Your assignment: Starting with the first line of the records, write out each line exactly until you have included the line containing "Target: poplar tree".

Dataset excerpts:
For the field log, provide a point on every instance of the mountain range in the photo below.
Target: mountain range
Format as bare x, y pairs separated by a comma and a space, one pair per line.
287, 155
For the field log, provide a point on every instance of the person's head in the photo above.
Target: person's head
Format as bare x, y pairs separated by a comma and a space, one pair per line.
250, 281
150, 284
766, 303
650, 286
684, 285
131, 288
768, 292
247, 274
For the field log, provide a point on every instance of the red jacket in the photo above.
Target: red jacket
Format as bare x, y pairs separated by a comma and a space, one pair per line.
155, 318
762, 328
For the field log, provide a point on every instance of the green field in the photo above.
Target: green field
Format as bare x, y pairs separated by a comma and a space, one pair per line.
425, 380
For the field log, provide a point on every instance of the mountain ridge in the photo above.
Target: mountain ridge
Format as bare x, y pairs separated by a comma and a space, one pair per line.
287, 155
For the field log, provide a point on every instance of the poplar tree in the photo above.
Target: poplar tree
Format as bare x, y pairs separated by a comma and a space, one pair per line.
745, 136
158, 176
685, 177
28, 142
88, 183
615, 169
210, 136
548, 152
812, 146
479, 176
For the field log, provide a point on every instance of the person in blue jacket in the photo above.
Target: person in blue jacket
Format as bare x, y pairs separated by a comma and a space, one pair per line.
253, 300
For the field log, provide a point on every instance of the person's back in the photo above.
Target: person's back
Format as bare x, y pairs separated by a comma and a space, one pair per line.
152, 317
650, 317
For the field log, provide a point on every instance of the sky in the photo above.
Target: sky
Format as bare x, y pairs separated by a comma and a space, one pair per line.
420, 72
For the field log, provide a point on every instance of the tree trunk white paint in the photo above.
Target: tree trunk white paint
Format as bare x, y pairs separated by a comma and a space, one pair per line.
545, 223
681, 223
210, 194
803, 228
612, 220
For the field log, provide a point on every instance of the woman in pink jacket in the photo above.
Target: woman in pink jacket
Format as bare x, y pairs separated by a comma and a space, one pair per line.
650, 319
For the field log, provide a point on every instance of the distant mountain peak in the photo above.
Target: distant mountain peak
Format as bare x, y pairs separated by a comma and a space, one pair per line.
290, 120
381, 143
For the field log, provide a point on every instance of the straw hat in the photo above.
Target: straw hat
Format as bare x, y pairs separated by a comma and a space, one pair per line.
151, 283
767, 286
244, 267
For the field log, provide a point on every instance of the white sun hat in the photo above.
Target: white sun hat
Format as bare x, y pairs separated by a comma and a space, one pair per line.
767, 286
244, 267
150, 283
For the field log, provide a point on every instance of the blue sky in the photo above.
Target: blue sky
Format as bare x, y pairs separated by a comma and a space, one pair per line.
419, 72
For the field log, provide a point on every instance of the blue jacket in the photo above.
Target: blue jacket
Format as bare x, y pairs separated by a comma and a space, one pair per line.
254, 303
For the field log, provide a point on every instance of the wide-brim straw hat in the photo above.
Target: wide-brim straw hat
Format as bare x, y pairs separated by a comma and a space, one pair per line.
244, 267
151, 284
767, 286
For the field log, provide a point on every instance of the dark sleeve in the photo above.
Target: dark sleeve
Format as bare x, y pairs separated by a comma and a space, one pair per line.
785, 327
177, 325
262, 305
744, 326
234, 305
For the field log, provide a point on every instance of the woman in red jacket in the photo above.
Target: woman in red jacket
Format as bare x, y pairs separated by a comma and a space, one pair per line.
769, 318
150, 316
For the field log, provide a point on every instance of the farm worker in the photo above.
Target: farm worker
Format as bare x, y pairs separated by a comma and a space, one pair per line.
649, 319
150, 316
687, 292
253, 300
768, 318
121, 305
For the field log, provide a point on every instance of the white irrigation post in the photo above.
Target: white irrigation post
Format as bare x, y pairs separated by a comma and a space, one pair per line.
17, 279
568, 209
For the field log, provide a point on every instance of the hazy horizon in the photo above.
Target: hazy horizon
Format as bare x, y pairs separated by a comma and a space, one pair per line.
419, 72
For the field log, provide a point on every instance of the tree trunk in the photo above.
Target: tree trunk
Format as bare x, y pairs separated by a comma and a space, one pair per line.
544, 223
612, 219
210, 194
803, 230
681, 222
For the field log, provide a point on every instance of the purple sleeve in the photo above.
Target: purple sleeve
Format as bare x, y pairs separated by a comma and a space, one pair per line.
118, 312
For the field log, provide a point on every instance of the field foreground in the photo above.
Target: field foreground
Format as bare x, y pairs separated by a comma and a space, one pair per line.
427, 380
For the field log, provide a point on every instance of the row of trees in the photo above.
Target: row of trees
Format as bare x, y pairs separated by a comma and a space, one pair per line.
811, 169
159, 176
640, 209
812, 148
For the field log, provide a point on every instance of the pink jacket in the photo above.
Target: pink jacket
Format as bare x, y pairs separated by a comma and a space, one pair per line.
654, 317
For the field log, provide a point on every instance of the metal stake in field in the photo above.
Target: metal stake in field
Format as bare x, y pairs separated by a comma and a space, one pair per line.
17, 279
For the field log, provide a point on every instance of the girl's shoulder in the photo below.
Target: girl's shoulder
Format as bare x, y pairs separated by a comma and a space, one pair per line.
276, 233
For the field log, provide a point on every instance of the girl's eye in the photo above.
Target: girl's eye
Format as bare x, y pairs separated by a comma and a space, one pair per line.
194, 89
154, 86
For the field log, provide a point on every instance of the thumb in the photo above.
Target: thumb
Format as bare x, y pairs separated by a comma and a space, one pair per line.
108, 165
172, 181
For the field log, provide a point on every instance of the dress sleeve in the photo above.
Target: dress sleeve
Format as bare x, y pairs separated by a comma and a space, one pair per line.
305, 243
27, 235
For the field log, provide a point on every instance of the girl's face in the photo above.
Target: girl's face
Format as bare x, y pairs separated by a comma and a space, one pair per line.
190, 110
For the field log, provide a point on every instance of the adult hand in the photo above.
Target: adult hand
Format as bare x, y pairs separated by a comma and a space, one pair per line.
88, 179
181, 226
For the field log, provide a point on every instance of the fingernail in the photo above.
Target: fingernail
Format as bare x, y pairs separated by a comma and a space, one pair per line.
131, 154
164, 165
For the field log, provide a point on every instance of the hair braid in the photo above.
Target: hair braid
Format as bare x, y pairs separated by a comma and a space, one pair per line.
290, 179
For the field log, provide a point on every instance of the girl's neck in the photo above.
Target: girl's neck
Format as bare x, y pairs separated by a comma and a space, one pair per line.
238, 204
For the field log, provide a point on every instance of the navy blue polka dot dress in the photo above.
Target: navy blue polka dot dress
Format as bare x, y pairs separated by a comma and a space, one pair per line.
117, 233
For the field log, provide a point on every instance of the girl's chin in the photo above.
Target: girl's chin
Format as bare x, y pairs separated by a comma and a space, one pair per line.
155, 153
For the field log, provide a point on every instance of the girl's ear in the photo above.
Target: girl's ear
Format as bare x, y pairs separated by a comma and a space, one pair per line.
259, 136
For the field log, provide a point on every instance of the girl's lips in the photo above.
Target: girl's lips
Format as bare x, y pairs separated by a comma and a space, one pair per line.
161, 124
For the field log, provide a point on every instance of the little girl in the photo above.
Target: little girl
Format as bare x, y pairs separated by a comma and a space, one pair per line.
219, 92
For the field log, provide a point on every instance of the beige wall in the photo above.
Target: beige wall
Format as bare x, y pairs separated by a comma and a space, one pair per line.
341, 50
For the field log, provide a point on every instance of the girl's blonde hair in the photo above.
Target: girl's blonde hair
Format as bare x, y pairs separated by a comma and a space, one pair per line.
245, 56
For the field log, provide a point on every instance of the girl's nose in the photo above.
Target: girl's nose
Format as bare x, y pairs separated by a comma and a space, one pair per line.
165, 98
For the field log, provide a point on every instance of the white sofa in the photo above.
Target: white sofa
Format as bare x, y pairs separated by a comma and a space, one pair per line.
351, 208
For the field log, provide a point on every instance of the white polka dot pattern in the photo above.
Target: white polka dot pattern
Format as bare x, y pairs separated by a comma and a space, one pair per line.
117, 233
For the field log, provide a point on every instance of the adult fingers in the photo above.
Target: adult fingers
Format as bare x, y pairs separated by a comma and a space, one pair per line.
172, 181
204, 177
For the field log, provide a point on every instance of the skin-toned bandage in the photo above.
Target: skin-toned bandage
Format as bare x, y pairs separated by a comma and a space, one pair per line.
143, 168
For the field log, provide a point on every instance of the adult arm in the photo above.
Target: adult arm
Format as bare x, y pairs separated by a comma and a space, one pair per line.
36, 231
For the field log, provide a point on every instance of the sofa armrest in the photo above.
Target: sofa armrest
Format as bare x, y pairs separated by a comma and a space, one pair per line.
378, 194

Finished task:
For the field log, provide a point on every instance of the mountain range in the photo below.
Target: mountain range
Format as bare x, y pairs separated by a comma and a space, one pair per line.
287, 155
For the field log, provide a point on every instance of the person's head in the photo above.
Target: person's head
Format as bare x, y pairs separated by a comma and a space, one pair per line.
250, 281
150, 284
766, 303
650, 286
684, 285
131, 288
768, 292
247, 274
For the field log, provide a point on every instance of the red jacket in the photo above.
Target: red jacket
Format as bare x, y pairs separated by a comma and a space, one pair per line.
155, 318
762, 328
For the field log, provide a point on every instance of the green field in the photo above.
Target: green field
Format as bare x, y pairs separated by a comma and a space, one pair per line.
425, 380
For the field log, provide a point on every instance of the mountain ridge in the photo above.
Target: mountain ridge
Format as bare x, y pairs separated by a comma and a space, one pair per line.
287, 155
For the field log, provide a point on every instance of the poplar tree in the photo above.
Target: poplar tree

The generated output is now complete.